Interesting Note: One of the speed slow-downs with FreeBSD compared to Solaris from my tests was the O_SYNC method that ESX uses to mount a NFS store. I edited the FreeBSD NFS source to always do a async write, regardless of the O_SYNC from the client, and that perked FreeBSD up a lot for speed, making it fairly close to what I was getting on Solaris.

I'm not sure why this makes such a difference, as I'm sure Solaris is also obeying the O_SYNC command. I do know that the NFS 3 code from FreeBSD is very old, and a bit cluttered - It could just be issues there, and the async hack gives it back speed it loses in other areas.

FreeBSD is now using a 4.1 NFS server by default as of the last month, and I'm just starting my stability tests with using a new FreeBSD-9 build to see if I can run newer code. I'll do speed tests again, and will probably make the same hack to the 4.1 NFS code to force async writes. I'll post to an update when I get this far.

I do like Solaris - After some initial discomfort about the different way things were being done, I do see the overall design and idea, and I now have a wish list of features I'd like see ported to FreeBSD. I think I'll have a Solaris based box setup again for testing. We'll see what time allows.

Monday, May 9, 2011

Captchas for everyone

I sometimes wonder if there is something wrong with me.

A captcha is a quick little test to make sure that a human, not a bot or script is requesting information from a website.

Re Captcha seems to be a very popular captcha that is supported by Google. It's on a lot of the sites that I use, and I can almost never complete the damn thing without multiple tries.

→ **WORK INSTRUCTIONS**
• A. Copy word for word the stretch of the blog text that starts with "Interesting Note: One" and ends with "in other areas.".
• B. According to the blog text, what change made FreeBSD's speed fairly close to Solaris? Answer in one to three sentences.
Rely only on the blog text.

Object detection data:
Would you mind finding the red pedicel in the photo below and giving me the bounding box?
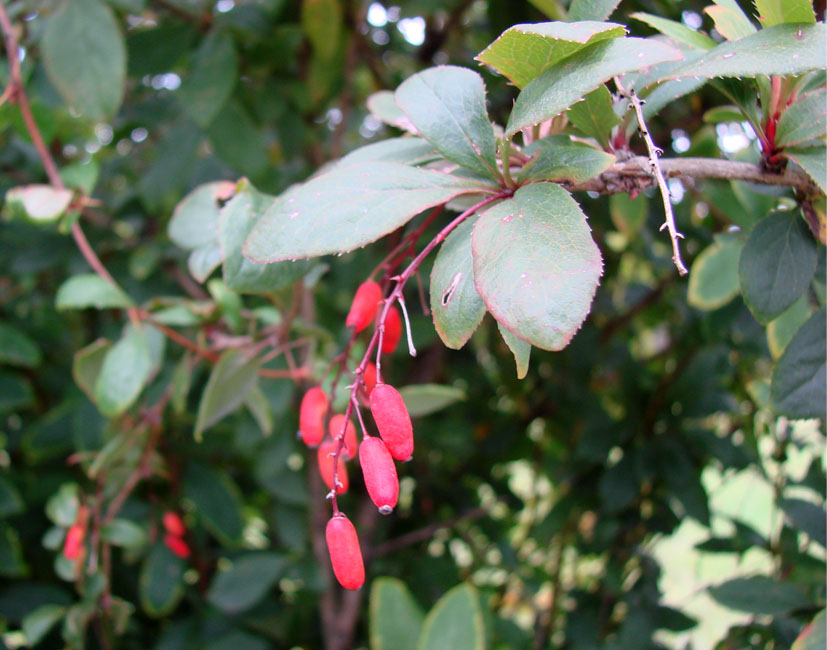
[316,440,349,494]
[161,510,187,537]
[299,386,327,447]
[325,514,365,589]
[370,384,413,460]
[345,280,382,332]
[382,306,402,354]
[359,436,399,515]
[328,413,359,460]
[63,524,84,560]
[164,533,191,558]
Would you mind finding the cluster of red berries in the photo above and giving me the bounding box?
[299,281,414,589]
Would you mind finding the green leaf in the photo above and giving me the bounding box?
[244,163,488,264]
[476,21,626,88]
[497,323,531,379]
[781,499,827,548]
[667,23,827,79]
[139,544,186,618]
[755,0,816,27]
[94,328,153,417]
[417,584,485,650]
[430,218,485,350]
[101,519,147,549]
[370,577,425,650]
[784,147,827,193]
[395,65,500,180]
[0,476,25,519]
[175,31,238,128]
[505,38,682,136]
[767,294,812,359]
[566,85,620,147]
[517,135,617,184]
[775,88,827,147]
[4,185,73,223]
[708,576,811,616]
[770,307,827,419]
[184,462,244,545]
[738,210,818,323]
[0,322,43,368]
[687,236,744,311]
[218,180,310,293]
[40,0,126,121]
[21,605,66,646]
[629,11,717,50]
[399,384,465,418]
[195,348,259,439]
[569,0,620,20]
[207,553,287,614]
[55,273,134,311]
[471,183,603,350]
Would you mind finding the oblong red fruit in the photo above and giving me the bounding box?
[329,413,359,460]
[63,524,84,560]
[382,306,402,354]
[161,510,187,537]
[345,280,382,332]
[299,386,327,447]
[316,440,349,494]
[359,437,399,515]
[325,514,365,589]
[370,384,413,460]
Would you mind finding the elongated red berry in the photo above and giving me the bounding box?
[382,306,402,354]
[63,524,85,560]
[325,514,365,589]
[370,384,413,460]
[329,413,359,460]
[161,510,187,537]
[299,386,327,447]
[316,439,349,494]
[164,533,191,558]
[345,280,382,332]
[359,437,399,515]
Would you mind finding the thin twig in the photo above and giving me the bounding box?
[615,77,689,275]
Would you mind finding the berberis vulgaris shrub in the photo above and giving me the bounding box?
[0,0,827,650]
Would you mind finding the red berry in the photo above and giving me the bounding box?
[370,384,413,460]
[329,413,359,460]
[316,440,349,494]
[63,524,85,560]
[382,307,402,354]
[359,437,399,515]
[161,510,187,537]
[362,361,376,397]
[345,280,382,332]
[299,386,327,447]
[164,533,191,558]
[325,514,365,589]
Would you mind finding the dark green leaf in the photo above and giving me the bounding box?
[505,38,682,136]
[708,576,811,616]
[207,553,287,614]
[195,349,259,439]
[41,0,126,121]
[395,66,500,179]
[472,183,603,350]
[244,163,488,264]
[738,210,818,323]
[370,577,425,650]
[431,218,485,350]
[770,307,827,419]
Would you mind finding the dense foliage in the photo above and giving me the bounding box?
[0,0,827,650]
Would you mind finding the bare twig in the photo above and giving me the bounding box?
[615,77,689,275]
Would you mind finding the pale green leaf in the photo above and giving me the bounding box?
[472,183,603,350]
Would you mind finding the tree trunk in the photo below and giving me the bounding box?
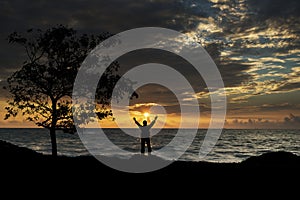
[50,127,57,157]
[50,99,57,157]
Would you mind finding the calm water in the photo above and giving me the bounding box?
[0,129,300,162]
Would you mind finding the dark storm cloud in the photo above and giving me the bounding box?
[0,0,211,77]
[247,0,300,19]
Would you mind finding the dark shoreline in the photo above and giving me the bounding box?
[0,140,300,185]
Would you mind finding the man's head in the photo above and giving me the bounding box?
[143,120,147,126]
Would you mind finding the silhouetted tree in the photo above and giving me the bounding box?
[5,25,135,156]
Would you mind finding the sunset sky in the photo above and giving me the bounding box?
[0,0,300,129]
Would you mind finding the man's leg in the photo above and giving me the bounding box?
[146,138,152,153]
[141,138,146,154]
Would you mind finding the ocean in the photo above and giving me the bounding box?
[0,128,300,162]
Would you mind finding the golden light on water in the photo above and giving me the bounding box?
[144,112,149,118]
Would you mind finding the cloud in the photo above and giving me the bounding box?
[225,114,300,129]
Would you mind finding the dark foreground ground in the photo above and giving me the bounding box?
[0,141,300,194]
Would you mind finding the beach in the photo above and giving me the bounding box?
[0,141,300,181]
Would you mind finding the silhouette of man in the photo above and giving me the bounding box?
[133,116,157,154]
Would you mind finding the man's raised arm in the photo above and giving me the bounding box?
[133,117,142,126]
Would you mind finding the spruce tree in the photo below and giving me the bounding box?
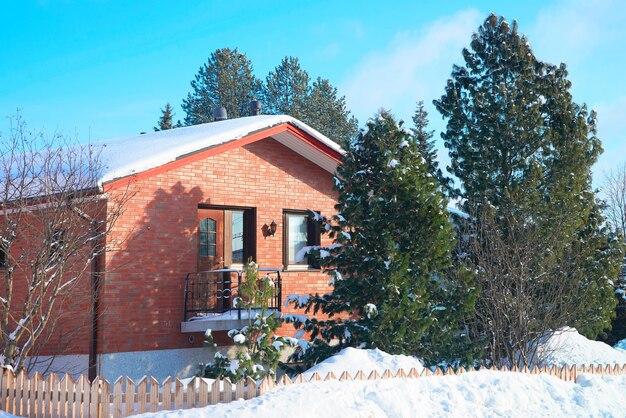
[182,48,261,125]
[434,15,621,337]
[154,102,182,132]
[263,57,311,120]
[288,113,474,363]
[411,100,450,190]
[303,77,359,149]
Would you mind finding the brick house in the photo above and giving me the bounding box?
[13,116,342,379]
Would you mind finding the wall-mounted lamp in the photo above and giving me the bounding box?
[268,221,278,236]
[261,221,278,238]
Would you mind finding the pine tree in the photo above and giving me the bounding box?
[153,102,182,132]
[292,113,474,362]
[411,100,450,191]
[434,15,621,337]
[303,77,359,149]
[263,57,311,120]
[182,48,261,125]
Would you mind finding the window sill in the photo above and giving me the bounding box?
[283,265,322,273]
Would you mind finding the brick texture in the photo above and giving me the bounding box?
[99,138,336,353]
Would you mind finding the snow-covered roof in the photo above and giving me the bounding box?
[92,115,344,184]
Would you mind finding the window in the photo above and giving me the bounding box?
[230,210,245,264]
[283,211,320,270]
[198,206,256,271]
[0,247,9,269]
[48,229,66,262]
[200,218,217,257]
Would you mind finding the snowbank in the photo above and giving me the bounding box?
[303,347,424,380]
[540,328,626,366]
[135,371,626,418]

→ **TASK-BY-TASK OUTPUTS**
• A.
Interesting Note: One of the speed slow-downs with FreeBSD compared to Solaris from my tests was the O_SYNC method that ESX uses to mount a NFS store. I edited the FreeBSD NFS source to always do a async write, regardless of the O_SYNC from the client, and that perked FreeBSD up a lot for speed, making it fairly close to what I was getting on Solaris.

I'm not sure why this makes such a difference, as I'm sure Solaris is also obeying the O_SYNC command. I do know that the NFS 3 code from FreeBSD is very old, and a bit cluttered - It could just be issues there, and the async hack gives it back speed it loses in other areas.

• B. The author edited the FreeBSD NFS source so that it always did an async write, even when the client sent O_SYNC. That mattered because the O_SYNC method ESX uses to mount an NFS store was one of the slowdowns found in testing. Forcing async writes sped FreeBSD up a lot.